### Quoted passage
↓

Representatives of Human Rights Watch have visited the San Pedro Service Processing Center in Los Angeles five times during the past three years in an effort to determine whether detainees were being treated in a humane manner. The group has interviewed and corresponded with INS officials and dozens of detainees.

"We applaud the improvements at San Pedro SPC over the last three years," said Allyson Collins, associate director of the U.S. program. "But officials must address the remaining issues of concern to ensure safe and humane living conditions for immigration detainees held there."

During the course of Human Rights Watch's inspections, several improvements were observed. Perhaps most significantly, the problem of overcrowding - which was acute in 1999 - appears to have been alleviated. Officials also planned to improve detainee access to medical care; enhance communication with deportation officers; translate the detainee handbook and orientation films into additional languages; provide required legal materials; fully inform detainees about how the grievance procedure works; and track the investigation and outcome of complaints.

↑

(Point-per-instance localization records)

↓

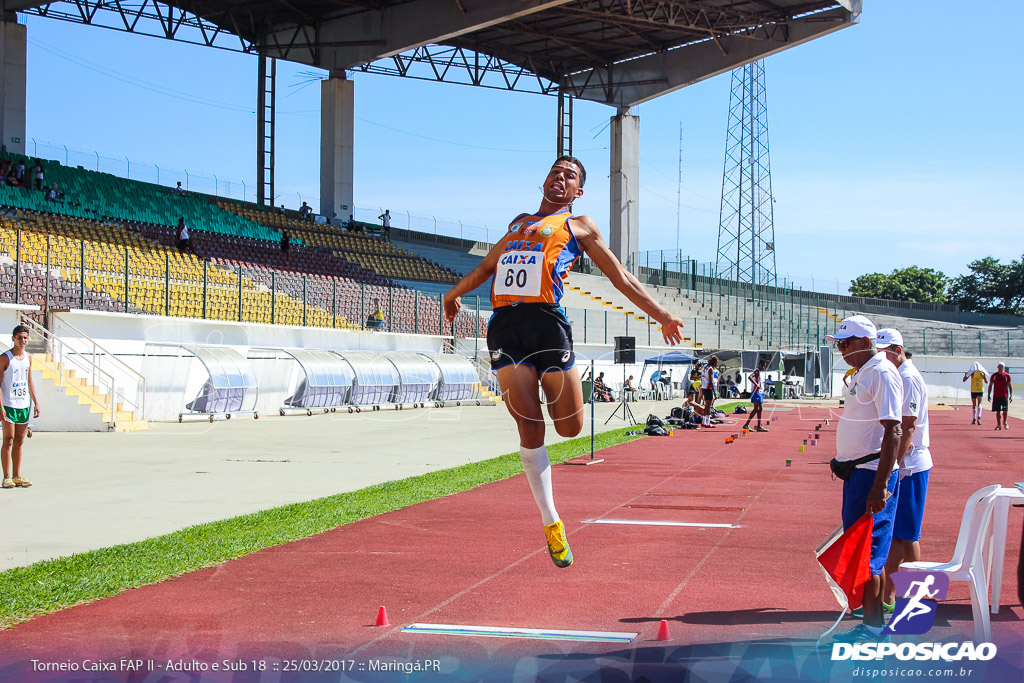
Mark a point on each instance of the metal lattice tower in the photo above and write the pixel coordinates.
(747, 233)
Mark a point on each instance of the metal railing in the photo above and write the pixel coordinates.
(75, 340)
(67, 359)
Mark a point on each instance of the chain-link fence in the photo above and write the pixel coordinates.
(137, 276)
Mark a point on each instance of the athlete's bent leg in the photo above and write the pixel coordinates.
(564, 394)
(520, 390)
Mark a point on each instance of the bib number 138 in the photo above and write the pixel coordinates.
(519, 273)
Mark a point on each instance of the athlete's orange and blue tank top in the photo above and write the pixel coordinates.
(538, 254)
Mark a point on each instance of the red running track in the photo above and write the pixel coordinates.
(478, 558)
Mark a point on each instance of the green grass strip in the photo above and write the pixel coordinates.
(51, 585)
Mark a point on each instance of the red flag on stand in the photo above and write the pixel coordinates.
(846, 558)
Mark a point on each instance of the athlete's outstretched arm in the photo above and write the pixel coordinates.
(593, 244)
(476, 276)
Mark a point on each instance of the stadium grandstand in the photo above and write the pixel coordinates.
(108, 246)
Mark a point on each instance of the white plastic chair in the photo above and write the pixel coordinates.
(1004, 499)
(968, 563)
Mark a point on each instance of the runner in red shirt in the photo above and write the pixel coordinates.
(999, 384)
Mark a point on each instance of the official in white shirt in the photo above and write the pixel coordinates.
(913, 460)
(869, 430)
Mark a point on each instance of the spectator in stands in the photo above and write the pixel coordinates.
(375, 321)
(184, 245)
(385, 219)
(629, 391)
(37, 173)
(601, 391)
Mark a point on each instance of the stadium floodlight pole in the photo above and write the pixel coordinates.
(679, 184)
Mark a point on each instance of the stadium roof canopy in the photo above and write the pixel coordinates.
(619, 52)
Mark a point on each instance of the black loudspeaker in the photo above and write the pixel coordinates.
(626, 349)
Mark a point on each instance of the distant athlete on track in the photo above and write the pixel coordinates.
(529, 337)
(18, 397)
(979, 377)
(757, 398)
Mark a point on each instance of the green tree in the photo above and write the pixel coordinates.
(910, 284)
(990, 287)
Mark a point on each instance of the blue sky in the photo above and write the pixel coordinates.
(893, 142)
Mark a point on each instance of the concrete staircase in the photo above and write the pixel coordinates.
(61, 391)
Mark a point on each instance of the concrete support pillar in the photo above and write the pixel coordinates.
(337, 146)
(12, 80)
(624, 212)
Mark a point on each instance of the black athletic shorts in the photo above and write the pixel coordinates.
(534, 334)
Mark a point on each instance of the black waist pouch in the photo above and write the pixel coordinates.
(844, 469)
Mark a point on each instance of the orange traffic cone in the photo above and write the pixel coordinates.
(663, 631)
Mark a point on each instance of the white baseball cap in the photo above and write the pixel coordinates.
(889, 337)
(855, 326)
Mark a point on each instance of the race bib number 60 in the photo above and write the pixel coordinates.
(519, 273)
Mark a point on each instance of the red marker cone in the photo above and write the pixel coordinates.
(663, 631)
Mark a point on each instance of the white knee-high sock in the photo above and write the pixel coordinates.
(538, 468)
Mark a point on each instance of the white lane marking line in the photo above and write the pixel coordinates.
(503, 632)
(646, 522)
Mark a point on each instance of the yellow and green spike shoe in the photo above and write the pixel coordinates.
(558, 546)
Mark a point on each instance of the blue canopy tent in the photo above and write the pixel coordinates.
(670, 358)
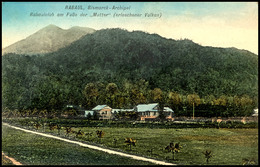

↑

### Tasks to complete
A. According to the passage on the San Pedro detention center, how many times did Human Rights Watch visit the facility during the past three years?
B. Transcribe the passage on the San Pedro detention center between "During the course" and "outcome of complaints.", inclusive.
C. Write the next part of the passage on the San Pedro detention center, starting after its final sentence.

### Replies
A. Five times.

B.
During the course of Human Rights Watch's inspections, several improvements were observed. Perhaps most significantly, the problem of overcrowding - which was acute in 1999 - appears to have been alleviated. Officials also planned to improve detainee access to medical care; enhance communication with deportation officers; translate the detainee handbook and orientation films into additional languages; provide required legal materials; fully inform detainees about how the grievance procedure works; and track the investigation and outcome of complaints.

C.
However, there are areas where progress is still needed. Detainees are particularly concerned about the verbal, and sometimes physical, abuses they suffer at the hands of correctional officers at the facility, with contract guards from Lyons Security Services who work at San Pedro singled out by detainees as particularly unprofessional. Some detainees also told Human Rights Watch that they fear retaliatory action if they pursue a complaint against a guard.

Detainees also continue to be confused about the status of their cases and how long they might expect to be detained, because the INS does not provide them with adequate information. Many have trouble obtaining an attorney or legal advice.